Gather every line of the records that contains the word "frame", and copy each of those lines. Case counts.

• **RECORDS FOR THE EXERCISE**:
▬▬▬▬▬▬

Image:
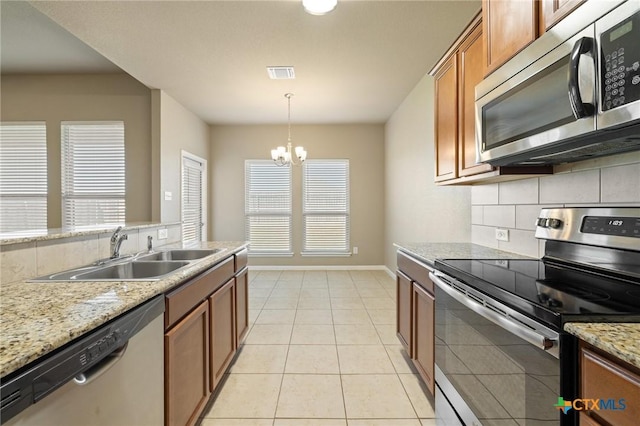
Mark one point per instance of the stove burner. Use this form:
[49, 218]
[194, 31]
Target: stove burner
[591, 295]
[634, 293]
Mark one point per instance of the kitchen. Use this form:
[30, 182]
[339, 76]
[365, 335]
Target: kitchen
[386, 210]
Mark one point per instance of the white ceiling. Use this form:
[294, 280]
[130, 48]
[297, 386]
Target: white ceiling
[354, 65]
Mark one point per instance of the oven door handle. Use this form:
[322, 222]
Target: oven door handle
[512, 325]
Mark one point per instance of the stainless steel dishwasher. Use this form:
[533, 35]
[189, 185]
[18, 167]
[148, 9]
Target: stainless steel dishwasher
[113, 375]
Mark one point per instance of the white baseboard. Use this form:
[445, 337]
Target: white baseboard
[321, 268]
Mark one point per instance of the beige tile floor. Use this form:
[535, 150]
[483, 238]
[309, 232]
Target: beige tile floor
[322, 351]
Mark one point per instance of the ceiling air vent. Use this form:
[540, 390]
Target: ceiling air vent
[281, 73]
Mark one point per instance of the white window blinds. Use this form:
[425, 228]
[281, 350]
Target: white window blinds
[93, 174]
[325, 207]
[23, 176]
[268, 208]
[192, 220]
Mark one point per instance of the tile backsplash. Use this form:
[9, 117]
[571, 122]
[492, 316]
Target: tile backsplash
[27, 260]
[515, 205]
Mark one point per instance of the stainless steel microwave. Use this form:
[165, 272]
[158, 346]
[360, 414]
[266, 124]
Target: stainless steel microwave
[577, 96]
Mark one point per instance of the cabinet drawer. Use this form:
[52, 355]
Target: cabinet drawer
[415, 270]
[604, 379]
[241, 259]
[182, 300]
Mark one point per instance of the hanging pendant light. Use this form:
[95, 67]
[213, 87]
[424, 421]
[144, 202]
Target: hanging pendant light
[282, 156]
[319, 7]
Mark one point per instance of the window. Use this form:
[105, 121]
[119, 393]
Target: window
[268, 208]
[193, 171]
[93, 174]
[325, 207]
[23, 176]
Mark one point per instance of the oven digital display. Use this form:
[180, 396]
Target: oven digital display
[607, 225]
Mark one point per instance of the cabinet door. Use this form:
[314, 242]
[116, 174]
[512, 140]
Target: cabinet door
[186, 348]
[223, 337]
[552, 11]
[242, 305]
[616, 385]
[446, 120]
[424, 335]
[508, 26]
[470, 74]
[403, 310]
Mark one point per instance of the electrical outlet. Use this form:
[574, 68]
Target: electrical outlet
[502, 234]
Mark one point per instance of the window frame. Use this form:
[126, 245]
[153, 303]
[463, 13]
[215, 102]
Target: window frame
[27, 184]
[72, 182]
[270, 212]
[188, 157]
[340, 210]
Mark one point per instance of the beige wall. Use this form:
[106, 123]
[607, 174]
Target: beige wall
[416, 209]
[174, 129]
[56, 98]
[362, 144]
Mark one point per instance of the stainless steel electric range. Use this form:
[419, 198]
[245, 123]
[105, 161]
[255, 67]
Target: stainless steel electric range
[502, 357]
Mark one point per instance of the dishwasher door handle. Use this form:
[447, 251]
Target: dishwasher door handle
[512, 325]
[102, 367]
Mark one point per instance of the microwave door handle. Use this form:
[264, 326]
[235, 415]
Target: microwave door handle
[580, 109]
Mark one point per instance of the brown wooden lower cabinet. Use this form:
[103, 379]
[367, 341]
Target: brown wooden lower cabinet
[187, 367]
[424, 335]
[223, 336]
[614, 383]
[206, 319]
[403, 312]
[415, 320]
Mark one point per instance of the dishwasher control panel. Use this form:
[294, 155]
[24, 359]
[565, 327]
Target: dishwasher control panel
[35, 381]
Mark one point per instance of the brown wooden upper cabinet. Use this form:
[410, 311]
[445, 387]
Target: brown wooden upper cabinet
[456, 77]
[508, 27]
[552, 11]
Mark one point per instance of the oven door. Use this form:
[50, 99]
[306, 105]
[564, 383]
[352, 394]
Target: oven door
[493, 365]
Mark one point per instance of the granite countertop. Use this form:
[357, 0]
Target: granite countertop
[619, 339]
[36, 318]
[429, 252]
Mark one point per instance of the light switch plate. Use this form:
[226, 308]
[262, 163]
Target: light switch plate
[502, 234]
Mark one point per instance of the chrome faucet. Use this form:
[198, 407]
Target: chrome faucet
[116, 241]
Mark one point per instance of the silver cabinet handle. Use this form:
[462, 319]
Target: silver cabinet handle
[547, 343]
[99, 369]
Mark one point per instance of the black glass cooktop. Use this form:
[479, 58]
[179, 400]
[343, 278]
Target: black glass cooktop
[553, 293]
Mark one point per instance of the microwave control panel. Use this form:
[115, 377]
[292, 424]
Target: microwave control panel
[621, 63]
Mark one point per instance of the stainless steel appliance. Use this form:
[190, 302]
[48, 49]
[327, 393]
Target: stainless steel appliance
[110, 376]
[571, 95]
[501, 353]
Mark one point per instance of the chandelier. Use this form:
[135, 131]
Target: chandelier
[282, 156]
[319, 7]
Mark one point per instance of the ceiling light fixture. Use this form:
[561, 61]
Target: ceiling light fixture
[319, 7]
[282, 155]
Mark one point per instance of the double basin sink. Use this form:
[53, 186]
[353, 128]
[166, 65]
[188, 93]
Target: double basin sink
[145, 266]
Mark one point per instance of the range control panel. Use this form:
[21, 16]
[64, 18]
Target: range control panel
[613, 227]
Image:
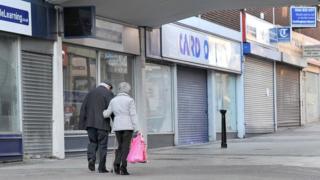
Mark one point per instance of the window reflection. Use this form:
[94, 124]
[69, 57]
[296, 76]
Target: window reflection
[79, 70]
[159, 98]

▬▬▬▬▬▬

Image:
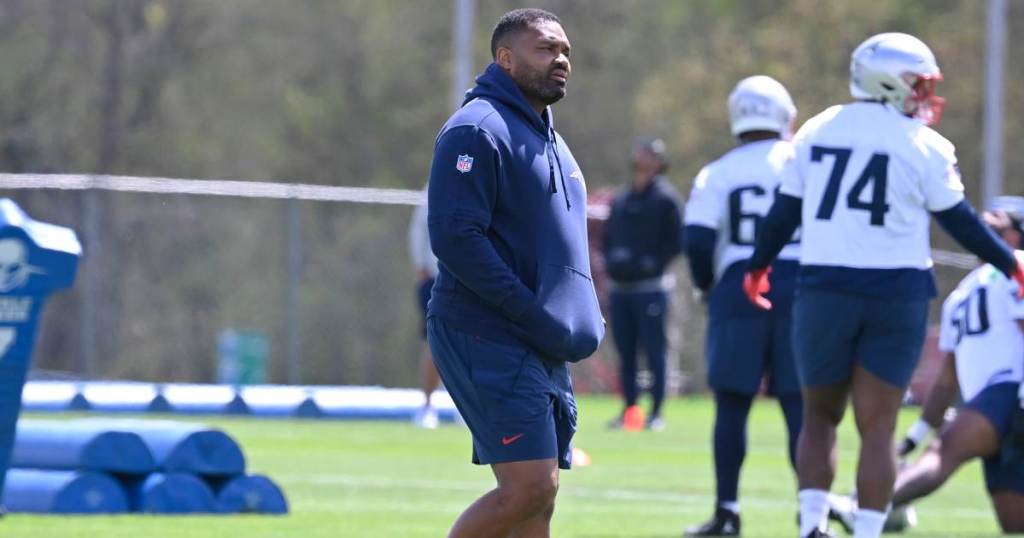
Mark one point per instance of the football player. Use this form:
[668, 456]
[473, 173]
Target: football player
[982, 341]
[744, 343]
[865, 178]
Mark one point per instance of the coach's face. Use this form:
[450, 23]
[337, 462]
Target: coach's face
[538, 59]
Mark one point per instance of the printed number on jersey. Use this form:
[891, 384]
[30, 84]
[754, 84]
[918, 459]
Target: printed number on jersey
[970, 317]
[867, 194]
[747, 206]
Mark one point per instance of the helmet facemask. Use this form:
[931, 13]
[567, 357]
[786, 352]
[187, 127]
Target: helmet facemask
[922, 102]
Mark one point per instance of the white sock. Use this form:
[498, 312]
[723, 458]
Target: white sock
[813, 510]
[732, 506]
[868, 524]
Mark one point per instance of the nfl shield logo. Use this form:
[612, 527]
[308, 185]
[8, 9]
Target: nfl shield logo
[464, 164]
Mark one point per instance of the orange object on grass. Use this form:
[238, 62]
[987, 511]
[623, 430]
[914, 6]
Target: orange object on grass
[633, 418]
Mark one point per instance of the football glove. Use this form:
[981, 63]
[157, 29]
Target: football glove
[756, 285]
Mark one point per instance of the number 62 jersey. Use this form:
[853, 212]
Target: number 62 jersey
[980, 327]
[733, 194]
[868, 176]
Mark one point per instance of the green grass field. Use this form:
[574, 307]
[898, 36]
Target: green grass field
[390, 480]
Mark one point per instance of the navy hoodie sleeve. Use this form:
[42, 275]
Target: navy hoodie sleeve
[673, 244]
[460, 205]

▬▬▬▬▬▬

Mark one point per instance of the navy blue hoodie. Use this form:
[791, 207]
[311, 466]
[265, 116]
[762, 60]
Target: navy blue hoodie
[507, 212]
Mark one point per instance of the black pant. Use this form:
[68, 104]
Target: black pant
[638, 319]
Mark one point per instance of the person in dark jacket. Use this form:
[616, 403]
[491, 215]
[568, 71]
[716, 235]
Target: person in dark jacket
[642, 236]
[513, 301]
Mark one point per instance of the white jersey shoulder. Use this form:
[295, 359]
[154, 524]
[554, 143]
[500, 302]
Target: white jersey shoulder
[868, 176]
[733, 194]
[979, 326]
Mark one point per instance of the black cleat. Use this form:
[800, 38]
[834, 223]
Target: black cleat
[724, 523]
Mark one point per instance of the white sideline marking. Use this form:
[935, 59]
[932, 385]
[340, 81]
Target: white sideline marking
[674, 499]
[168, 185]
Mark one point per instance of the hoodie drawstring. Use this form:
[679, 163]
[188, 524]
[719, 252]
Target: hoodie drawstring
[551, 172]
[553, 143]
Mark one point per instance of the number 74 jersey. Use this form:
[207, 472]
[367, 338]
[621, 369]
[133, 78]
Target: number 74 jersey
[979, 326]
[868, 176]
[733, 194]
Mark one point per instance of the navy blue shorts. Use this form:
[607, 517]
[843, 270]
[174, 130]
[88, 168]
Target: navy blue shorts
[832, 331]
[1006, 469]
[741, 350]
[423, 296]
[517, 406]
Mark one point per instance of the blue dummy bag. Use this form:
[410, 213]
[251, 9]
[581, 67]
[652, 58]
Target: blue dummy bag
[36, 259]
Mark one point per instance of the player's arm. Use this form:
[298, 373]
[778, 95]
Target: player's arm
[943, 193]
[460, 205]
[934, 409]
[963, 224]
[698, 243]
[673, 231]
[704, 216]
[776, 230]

▬▬▬▬▬▬

• **THE RESPONSE**:
Mark one point per instance of the window frame. Use this form:
Target: window frame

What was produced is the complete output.